## Zu erledigen
**a.** Gib aus der Buchbesprechung zur Mitte-Studie den Abschnitt wortwörtlich wieder, dessen Anfang die Worte „Ermittelt werden sollen“ enthält und der mit „Konflikt- und Krisenbewältigung.“ schließt.
**b.** Setze die Buchbesprechung zur Mitte-Studie nach ihrem letzten Satz fort.

## Vorliegender Auszug
Demokratiegefährdung in Krisenzeiten
Andreas Zick, Beate Küpper,
Nico Mokros (Hg.):
Die distanzierte Mitte.
Rechtsextreme und demokratiegefährdende
Einstellungen in
Deutschland 2022/23.
Bonn (Dietz Verlag) 2023, 424 S., 17€
Seit 2002 gibt es die GMF- und „Mitte-Studien“, mit denen wiederholt gesellschaftliche
Entwicklungen, rechtsextreme
und rechtspopulistische sowie antidemokratische
und menschenfeindliche
Einstellungen in der deutschen Bevölkerung
empirisch untersucht werden. Mit
der neuen Studie zeigt der Titel, dass
sich der Blick weniger auf die rechten
Ränder, sondern auf gesellschaftliche
Entwicklungen und völkische, autoritäre
und rebellische Einstellungen sowie
Radikalisierungsprozesse in der bzw. bis
in die „Mitte“ der Gesellschaft richtet.
Ermittelt werden sollen die Gefährdungen
und „die Sollbruchstellen der Demokratie“
(24).
In dreizehn Kapiteln werden zunächst
das empirische Vorgehen (Methodik und
Design) und anschließend vielfältige und
differenzierte Befunde und Phänomene
vorgestellt, vor dem Hintergrund konflikt-
und krisenhafter Zeiten mit all ihren
Ungewissheiten sowie unterschiedlichen
Strategien der Konflikt- und Krisenbewältigung.

## Datenzeilen
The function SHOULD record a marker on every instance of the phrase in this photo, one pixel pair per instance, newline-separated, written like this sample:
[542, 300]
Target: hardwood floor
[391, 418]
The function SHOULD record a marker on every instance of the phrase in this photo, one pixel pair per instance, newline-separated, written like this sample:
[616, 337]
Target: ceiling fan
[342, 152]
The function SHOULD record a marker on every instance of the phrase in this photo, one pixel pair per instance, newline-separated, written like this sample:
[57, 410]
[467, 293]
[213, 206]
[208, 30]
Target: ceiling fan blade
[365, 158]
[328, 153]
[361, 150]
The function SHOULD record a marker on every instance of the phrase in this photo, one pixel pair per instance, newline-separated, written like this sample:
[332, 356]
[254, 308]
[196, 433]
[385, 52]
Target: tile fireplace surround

## Lösungen der Aufgaben
**a.**
Ermittelt werden sollen die Gefährdungen
und „die Sollbruchstellen der Demokratie“
(24).
In dreizehn Kapiteln werden zunächst
das empirische Vorgehen (Methodik und
Design) und anschließend vielfältige und
differenzierte Befunde und Phänomene
vorgestellt, vor dem Hintergrund konflikt-
und krisenhafter Zeiten mit all ihren
Ungewissheiten sowie unterschiedlichen
Strategien der Konflikt- und Krisenbewältigung.

**b.**
Dabei zeigen die Befunde zu
rechtsextremen Einstellungen u. a., dass
die Zustimmung zu den einzelnen Subdimensionen
„eher auf eine Normalisierung“
(85) hinweisen und im „Graubereich“
- mit den teils/teils-Antworten
– sowie in der Gewaltbilligung angestiegen
sind. Weiter zeigen die Befunde eine
sinkende Zufriedenheit mit der bzw. dem
Zustand der Demokratie, und in der
Selbstverortung der Befragten gibt es
eine gesellschaftlich „bemerkenswerte
Verschiebung nach rechts“ (99), die mit
einer Bewertung der AfD als eine Partei
wie jede andere auch verbunden ist.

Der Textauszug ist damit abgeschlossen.